CHATHAM COUNTY, Ga. (WSAV) — Chatham County may be getting its own fire department, according to a newly passed resolution.

Right now, a private company called Chatham Emergency Services handles calls in the unincorporated areas of the county.

The services they are providing now aren’t working, according to Chairman Chester Ellis. The reason they want to break away from Chatham Emergency Services’ debt from unpaid fire fees.

“We can’t continue to dig the financial hole that it is in. Before the county even got involved, [Chatham Emergency Services] was operating in a deficit. Now, the deficit has grown,” Ellis says.

While Chairman Chester Ellis has not personally looked at the financial records from Chatham Emergency Services, he says their debt continues to grow.

“When Chatham Emergency first came to us, they were $3 million dollars in debt. This was like a year and a half ago, maybe two. They were $3 million in the hole. That hole has only gotten deeper and wider, so we partnered with them to help them collect subscription fees,” Ellis says.

- - - - -

Work required: Please copy the fire department article above, starting with "CHATHAM COUNTY, Ga." and going on through "continues to grow.", and substitute "shortfall" for "deficit".

[Items listed in a dataset]
- - - - -

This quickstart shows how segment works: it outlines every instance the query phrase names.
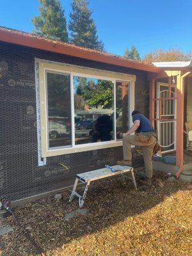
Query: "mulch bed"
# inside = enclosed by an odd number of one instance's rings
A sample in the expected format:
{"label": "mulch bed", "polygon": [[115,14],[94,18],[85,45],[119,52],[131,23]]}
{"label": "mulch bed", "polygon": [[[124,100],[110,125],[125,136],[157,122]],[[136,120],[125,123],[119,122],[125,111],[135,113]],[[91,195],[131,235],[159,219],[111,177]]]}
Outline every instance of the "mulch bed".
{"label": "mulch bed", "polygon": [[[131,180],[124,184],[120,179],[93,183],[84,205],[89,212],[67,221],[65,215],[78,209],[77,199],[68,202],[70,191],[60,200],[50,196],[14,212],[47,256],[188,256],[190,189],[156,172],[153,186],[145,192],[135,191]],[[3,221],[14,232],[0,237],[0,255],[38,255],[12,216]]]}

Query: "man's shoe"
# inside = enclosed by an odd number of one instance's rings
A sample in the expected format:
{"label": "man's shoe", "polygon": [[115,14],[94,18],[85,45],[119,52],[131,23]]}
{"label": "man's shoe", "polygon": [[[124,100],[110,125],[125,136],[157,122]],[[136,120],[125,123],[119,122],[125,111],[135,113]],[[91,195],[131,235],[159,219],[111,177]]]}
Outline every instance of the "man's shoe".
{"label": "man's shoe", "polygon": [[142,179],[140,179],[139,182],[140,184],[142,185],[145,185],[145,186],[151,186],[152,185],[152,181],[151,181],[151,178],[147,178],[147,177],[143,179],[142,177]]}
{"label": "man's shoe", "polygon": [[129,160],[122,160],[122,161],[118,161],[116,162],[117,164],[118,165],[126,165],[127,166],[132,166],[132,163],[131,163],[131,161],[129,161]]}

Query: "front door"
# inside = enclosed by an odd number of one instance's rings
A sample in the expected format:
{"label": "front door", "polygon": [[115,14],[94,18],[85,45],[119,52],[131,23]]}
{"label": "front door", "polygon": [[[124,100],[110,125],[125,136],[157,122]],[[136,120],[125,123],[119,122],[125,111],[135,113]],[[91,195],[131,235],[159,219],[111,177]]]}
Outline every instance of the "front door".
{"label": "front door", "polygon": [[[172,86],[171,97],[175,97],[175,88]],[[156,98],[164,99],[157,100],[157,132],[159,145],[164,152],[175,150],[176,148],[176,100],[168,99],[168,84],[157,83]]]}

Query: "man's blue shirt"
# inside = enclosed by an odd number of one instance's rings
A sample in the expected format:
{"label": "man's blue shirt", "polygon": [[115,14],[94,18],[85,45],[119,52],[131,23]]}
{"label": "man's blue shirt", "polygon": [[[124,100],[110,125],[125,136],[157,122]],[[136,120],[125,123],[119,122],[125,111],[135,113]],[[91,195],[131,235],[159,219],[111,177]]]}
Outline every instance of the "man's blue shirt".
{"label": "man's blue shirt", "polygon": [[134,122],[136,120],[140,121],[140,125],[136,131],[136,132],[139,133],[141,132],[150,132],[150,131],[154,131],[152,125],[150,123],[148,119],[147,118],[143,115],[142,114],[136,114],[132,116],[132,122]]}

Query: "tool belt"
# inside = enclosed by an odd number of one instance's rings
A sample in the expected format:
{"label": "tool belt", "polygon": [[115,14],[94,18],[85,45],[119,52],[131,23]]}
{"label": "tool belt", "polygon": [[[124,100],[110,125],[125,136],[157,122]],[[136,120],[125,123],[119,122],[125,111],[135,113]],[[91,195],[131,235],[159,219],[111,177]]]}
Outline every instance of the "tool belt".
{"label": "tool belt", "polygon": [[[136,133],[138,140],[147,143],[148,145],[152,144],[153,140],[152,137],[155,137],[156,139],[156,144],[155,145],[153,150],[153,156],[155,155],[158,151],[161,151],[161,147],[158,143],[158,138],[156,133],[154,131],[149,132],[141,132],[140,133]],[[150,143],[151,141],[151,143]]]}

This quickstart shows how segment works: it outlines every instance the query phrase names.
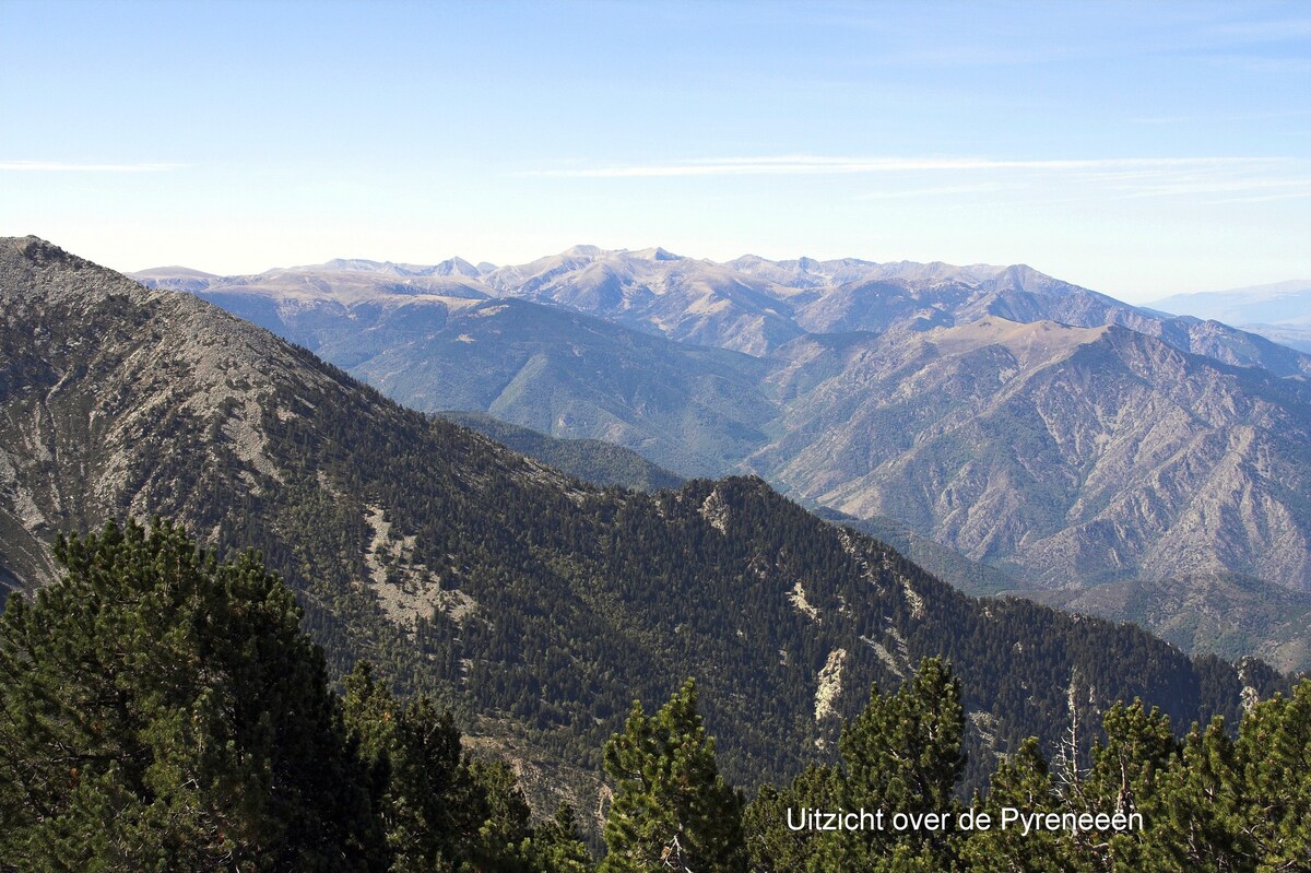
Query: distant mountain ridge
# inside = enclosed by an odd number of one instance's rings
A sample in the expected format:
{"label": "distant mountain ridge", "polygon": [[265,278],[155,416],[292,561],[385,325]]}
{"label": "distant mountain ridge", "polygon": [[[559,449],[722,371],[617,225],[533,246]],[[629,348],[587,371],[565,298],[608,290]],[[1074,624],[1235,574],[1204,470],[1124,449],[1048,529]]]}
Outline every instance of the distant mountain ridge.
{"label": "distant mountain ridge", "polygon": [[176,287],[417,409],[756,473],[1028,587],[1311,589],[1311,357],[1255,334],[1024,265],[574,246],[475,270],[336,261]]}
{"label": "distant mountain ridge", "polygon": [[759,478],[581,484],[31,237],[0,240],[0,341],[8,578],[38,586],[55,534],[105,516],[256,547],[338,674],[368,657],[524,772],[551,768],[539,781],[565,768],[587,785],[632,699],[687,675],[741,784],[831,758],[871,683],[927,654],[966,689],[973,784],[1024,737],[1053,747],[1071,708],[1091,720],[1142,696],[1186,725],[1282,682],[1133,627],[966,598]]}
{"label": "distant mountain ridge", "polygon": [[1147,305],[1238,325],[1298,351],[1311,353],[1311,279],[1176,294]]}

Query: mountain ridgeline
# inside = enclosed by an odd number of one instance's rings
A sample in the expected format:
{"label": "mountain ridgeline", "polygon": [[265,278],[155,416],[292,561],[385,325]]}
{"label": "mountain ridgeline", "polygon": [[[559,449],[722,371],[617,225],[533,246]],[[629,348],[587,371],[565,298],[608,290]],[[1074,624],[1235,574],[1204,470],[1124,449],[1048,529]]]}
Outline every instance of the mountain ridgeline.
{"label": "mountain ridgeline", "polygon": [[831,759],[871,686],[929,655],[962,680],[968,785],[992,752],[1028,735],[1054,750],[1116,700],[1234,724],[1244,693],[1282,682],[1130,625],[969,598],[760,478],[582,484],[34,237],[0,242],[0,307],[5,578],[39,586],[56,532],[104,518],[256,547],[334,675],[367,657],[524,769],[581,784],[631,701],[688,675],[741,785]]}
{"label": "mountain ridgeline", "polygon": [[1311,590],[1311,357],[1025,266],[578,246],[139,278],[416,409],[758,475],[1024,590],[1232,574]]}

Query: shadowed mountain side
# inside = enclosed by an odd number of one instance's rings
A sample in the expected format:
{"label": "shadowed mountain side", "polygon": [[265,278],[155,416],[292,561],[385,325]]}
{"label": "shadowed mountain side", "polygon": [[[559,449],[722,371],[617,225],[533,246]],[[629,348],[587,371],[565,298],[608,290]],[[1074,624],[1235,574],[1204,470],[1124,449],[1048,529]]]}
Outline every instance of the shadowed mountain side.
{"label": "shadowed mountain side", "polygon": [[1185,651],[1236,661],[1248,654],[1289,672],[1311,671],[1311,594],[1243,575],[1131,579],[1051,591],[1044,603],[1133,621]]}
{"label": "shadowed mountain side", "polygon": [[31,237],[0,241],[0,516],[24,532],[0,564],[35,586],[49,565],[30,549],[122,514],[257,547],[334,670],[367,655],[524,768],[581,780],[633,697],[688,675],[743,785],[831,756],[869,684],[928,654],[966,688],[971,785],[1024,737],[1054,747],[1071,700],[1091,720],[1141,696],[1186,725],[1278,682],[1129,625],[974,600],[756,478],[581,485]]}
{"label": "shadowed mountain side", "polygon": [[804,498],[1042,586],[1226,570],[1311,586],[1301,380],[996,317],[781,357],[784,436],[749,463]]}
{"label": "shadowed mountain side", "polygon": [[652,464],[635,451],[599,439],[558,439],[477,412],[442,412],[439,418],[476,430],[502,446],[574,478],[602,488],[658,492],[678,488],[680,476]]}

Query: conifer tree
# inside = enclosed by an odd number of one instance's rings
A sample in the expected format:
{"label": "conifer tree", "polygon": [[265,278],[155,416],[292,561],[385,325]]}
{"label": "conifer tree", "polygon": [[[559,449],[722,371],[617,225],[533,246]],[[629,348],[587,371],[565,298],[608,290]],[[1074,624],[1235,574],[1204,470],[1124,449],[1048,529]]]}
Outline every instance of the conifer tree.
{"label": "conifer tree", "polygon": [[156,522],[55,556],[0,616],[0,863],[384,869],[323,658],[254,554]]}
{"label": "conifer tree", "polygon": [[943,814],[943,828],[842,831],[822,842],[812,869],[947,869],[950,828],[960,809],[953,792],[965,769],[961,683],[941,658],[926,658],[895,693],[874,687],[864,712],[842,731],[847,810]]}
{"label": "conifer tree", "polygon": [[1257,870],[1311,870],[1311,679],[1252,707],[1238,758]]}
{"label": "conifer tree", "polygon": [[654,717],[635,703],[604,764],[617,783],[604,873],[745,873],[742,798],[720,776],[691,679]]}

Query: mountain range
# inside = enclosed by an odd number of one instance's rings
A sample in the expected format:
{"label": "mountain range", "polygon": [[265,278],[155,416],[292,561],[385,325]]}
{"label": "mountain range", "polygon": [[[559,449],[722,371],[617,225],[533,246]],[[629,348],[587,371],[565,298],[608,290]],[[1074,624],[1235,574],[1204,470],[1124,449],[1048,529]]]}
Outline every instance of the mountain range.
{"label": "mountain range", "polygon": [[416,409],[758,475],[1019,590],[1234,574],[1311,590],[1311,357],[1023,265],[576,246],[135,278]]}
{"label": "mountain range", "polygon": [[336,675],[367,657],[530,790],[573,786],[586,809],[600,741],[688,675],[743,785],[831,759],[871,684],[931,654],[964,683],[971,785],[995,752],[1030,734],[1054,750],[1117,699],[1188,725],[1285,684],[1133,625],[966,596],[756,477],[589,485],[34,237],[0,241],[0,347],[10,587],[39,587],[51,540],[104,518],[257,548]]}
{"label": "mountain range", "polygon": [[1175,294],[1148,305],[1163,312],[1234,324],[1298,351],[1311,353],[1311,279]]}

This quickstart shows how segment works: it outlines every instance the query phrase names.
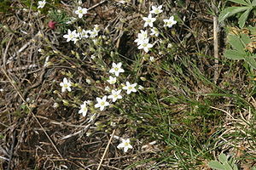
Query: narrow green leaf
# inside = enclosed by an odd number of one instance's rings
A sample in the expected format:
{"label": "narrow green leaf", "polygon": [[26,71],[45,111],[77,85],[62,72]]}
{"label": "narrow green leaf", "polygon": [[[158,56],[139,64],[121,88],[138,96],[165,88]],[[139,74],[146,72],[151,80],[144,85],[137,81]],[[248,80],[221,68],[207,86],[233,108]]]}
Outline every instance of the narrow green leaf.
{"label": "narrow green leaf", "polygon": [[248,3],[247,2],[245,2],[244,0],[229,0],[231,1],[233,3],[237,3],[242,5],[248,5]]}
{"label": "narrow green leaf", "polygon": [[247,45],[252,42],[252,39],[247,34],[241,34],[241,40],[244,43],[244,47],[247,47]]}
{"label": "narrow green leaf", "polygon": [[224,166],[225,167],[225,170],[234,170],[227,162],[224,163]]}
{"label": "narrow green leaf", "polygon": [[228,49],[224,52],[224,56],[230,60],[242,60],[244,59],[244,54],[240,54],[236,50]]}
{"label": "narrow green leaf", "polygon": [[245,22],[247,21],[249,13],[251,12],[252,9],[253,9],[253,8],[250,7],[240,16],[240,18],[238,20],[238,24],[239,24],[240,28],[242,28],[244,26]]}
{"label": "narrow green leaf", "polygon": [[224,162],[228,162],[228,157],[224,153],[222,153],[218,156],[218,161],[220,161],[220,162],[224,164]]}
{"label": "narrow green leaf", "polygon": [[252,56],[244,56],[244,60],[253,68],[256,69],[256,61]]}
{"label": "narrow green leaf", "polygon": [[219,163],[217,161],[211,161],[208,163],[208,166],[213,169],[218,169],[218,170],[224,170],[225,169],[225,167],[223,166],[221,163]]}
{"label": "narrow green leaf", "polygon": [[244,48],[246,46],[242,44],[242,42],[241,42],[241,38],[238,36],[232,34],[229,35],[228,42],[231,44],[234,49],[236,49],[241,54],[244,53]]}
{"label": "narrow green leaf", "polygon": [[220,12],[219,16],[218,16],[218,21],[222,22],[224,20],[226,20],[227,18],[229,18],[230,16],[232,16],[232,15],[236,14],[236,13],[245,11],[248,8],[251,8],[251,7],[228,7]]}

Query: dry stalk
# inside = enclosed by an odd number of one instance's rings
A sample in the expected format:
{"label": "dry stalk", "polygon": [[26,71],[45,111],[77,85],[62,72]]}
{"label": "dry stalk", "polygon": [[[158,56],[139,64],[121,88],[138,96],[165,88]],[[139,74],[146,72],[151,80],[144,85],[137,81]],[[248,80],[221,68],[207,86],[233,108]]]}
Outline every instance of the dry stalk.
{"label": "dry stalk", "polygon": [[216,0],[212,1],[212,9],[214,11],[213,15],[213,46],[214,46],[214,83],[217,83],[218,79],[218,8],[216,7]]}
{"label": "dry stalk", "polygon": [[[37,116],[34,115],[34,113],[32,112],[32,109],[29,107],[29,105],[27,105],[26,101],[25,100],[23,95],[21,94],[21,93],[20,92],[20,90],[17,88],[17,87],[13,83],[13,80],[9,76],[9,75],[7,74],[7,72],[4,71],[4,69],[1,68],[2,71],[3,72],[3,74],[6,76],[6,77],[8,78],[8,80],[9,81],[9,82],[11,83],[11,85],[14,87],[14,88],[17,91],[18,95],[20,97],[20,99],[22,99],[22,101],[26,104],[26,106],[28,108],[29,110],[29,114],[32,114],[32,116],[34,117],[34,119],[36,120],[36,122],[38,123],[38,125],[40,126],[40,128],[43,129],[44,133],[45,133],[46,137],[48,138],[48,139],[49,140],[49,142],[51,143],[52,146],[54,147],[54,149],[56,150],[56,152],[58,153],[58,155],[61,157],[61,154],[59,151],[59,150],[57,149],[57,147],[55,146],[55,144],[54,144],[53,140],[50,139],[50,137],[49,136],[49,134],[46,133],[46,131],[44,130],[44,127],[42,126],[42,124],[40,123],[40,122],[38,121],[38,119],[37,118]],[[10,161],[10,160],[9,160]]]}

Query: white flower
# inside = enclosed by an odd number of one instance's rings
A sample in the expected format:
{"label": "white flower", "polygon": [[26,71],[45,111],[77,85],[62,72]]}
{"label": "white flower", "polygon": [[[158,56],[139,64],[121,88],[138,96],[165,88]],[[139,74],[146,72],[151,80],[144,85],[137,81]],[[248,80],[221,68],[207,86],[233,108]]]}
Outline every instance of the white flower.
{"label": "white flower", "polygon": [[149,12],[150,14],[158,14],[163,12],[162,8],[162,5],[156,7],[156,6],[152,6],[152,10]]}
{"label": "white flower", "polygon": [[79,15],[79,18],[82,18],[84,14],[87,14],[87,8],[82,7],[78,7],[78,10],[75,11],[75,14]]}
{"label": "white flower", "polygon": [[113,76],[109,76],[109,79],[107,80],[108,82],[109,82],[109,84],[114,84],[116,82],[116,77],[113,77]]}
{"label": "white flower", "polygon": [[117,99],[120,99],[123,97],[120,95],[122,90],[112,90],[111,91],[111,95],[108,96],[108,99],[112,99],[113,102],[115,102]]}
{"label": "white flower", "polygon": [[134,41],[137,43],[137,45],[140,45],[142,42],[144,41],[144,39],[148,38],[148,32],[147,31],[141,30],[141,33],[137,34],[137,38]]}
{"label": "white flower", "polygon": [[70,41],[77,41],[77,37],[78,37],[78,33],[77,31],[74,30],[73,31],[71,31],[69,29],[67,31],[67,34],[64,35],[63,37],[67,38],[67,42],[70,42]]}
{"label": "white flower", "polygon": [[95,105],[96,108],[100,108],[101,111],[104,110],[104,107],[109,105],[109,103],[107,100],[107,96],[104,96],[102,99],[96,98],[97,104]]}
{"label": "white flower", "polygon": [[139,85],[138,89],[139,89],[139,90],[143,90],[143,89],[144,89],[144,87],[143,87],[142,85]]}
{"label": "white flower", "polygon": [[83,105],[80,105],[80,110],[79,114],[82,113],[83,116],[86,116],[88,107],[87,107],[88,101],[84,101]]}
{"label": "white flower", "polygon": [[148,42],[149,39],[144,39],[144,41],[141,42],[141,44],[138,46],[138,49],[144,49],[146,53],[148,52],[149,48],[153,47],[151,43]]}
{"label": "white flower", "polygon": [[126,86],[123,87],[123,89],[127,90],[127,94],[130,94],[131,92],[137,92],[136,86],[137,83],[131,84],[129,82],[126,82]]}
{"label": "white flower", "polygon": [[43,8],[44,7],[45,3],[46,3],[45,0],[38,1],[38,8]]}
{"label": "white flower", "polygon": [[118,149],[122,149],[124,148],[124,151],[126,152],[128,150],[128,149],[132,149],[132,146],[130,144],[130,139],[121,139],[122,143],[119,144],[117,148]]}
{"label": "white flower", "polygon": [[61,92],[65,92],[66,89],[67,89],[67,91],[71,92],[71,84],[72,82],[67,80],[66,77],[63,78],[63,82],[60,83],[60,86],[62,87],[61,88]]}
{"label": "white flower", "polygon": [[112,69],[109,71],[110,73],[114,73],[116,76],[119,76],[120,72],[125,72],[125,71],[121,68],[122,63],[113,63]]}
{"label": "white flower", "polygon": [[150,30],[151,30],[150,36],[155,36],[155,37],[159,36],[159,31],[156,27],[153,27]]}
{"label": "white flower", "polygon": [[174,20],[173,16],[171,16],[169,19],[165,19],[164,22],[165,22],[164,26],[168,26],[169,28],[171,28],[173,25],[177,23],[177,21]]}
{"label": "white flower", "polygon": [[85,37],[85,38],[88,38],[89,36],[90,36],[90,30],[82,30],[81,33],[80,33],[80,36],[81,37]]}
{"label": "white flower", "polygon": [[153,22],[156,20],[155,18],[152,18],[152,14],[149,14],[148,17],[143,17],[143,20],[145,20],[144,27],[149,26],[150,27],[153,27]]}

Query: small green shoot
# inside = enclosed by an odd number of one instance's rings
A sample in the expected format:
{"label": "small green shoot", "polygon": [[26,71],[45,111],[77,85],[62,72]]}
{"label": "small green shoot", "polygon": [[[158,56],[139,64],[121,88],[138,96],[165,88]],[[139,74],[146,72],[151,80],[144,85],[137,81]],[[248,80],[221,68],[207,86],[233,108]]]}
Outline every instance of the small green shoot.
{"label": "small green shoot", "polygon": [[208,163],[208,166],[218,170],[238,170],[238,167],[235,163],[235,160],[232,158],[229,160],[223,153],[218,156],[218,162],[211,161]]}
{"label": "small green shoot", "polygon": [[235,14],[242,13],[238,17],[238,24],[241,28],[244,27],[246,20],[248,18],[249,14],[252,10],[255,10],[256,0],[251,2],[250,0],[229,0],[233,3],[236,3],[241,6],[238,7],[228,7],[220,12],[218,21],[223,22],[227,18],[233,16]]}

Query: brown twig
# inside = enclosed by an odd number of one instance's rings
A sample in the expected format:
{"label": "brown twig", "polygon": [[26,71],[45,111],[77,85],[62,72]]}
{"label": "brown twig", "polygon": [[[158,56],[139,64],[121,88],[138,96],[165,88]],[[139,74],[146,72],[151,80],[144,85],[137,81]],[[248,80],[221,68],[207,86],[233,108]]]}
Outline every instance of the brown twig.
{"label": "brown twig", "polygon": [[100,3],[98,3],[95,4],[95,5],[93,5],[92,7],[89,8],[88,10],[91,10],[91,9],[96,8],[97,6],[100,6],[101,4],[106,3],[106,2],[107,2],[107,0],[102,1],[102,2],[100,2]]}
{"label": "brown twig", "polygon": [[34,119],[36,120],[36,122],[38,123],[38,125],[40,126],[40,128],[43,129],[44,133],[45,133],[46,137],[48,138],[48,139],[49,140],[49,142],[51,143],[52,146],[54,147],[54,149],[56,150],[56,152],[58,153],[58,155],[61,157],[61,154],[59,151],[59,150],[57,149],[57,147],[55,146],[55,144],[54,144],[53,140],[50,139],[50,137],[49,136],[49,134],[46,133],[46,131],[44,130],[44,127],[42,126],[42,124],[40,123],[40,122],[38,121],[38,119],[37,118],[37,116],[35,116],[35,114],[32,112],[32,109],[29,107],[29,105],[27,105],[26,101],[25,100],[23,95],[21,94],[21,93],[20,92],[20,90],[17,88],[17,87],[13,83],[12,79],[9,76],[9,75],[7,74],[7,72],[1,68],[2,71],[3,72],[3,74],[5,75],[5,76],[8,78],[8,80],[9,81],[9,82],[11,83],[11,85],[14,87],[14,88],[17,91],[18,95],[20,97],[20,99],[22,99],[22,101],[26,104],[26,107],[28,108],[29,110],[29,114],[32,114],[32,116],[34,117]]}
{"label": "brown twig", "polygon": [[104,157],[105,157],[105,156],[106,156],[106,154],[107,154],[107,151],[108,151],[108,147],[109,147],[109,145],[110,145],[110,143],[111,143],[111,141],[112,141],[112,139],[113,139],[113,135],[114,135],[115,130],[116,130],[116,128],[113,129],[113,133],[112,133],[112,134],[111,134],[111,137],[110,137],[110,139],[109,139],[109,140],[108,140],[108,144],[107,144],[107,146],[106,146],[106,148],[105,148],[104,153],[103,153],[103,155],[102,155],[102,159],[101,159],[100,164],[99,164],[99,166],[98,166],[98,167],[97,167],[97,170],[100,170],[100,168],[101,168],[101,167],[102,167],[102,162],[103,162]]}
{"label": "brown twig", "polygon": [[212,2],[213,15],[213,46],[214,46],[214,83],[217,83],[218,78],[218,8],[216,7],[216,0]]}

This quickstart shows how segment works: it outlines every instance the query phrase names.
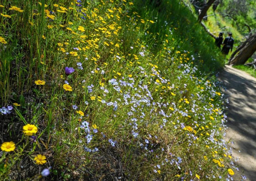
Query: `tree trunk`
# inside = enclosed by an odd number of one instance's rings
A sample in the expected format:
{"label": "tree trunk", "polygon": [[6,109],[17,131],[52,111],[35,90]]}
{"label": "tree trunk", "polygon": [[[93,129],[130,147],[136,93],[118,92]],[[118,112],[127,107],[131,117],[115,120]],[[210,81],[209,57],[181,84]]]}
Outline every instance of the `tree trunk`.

- - - - -

Solution below:
CHATHAM COUNTY, Ga. (WSAV) — Chatham County may be getting its own fire department, according to a newly passed resolution.

Right now, a private company called Chatham Emergency Services handles calls in the unincorporated areas of the county.

The services they are providing now aren’t working, according to Chairman Chester Ellis. The reason they want to break away from Chatham Emergency Services’ debt from unpaid fire fees.

“We can’t continue to dig the financial hole that it is in. Before the county even got involved, [Chatham Emergency Services] was operating in a shortfall. Now, the shortfall has grown,” Ellis says.

While Chairman Chester Ellis has not personally looked at the financial records from Chatham Emergency Services, he says their debt continues to grow.